- [Texte source]:
□ □ □ □
Soleil trompeur du dimanche 28 février

Votations fédérales • L’UDC est battue, mais elle n’en a pas fini avec sa volonté de réduire l’etat social. La mobilisation reste de mise.

Ce dimanche 28 février rentre dans le top 5 de la participation aux votations fédérales avec 63 % de votants à l’initiative de «mise en œuvre», passant du coup devant le vote sur l’adhésion à l’ONU, datant déjà de 2002, et dépassé largement de près de 5 points. Si le texte de l’UDC a évidemment cristallisé les débats et motivé en grande partie ce regain inhabituel d’activité démocratique et citoyenne, avec notamment un pic remarquable survenu durant les derniers jours avant le scrutin, les autres sujets en ont également profité pour retenir l’attention et ont produit des résultats intéressants.Tout d’abord l’initiative contre la pénalisation fiscale des couples mariés du Pdc est refusée de justesse avec un non à 50.8 %. Ce projet de «cadeau fiscal à une minorité bien lotie» ( 80 000 couples mariés) a surtout polarisé par la vision conservatrice du couple et de la famille qui s’en dégageait. Ainsi on retrouve au niveau des résultats un effet «Sonderbund» qui voit essentiellement des cantons catholiques (dont le Jura qui vote habituellement à gauche et qui arrive en tête pour le oui avec 60,1 %) approuver le texte. Pour le volet fiscal, ce sont désormais les Chambres, partagées entre partisans de l’imposition individuelle et ceux du «splitting» qui devront tricoter une solution.
□ □ □ □
- [Énoncé 1]: Recopiez le passage de l'article sur les votations du 28 février qui va de "Soleil trompeur du" à "reste de mise.".
- [Énoncé 2]: Résumez sous forme de liste le paragraphe de l'article sur les votations du 28 février qui commence par « Ce dimanche 28 février rentre », en conservant ses faits principaux.
- [Énoncé 3]: Dans l'article sur les votations du 28 février, quel canton arrive en tête pour le oui à l'initiative du PDC, et avec quel pourcentage ?
Les lignes présentées ensuite proviennent d'une autre source.

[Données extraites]
□ □ □ □
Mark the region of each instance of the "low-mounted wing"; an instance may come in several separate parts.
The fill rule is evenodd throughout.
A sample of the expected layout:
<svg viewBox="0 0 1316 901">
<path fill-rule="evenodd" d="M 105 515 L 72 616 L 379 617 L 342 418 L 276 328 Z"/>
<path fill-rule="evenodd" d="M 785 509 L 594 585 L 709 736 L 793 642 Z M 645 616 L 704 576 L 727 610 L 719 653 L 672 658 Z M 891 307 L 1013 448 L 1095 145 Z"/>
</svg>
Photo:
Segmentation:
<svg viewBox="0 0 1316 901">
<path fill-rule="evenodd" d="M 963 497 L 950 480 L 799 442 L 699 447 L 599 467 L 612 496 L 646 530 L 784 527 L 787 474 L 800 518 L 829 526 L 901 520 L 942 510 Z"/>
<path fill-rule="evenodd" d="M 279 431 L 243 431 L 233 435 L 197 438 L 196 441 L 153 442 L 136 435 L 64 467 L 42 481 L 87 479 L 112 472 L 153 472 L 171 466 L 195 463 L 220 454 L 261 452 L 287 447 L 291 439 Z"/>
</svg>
□ □ □ □
- [Résultat 1]:
Soleil trompeur du dimanche 28 février

Votations fédérales • L’UDC est battue, mais elle n’en a pas fini avec sa volonté de réduire l’etat social. La mobilisation reste de mise.

- [Résultat 2]:
- Avec 63 % de votants, l'initiative de « mise en œuvre » entre dans le top 5 de la participation aux votations fédérales, devant le vote de 2002 sur l'adhésion à l'ONU.
- Le texte de l'UDC a cristallisé les débats et motivé une grande partie de cette mobilisation, avec un pic durant les derniers jours avant le scrutin.
- Les autres objets ont aussi retenu l'attention.
- L'initiative du PDC contre la pénalisation fiscale des couples mariés est refusée de justesse, avec 50,8 % de non.
- Qualifiée de « cadeau fiscal » à 80 000 couples mariés, elle a surtout polarisé par sa vision conservatrice du couple et de la famille.
- Un effet « Sonderbund » apparaît : ce sont surtout des cantons catholiques qui l'approuvent, le Jura en tête avec 60,1 % de oui.
- Sur le volet fiscal, les Chambres, partagées entre imposition individuelle et « splitting », devront trouver une solution.

- [Résultat 3]: Le Jura, avec 60,1 % de oui.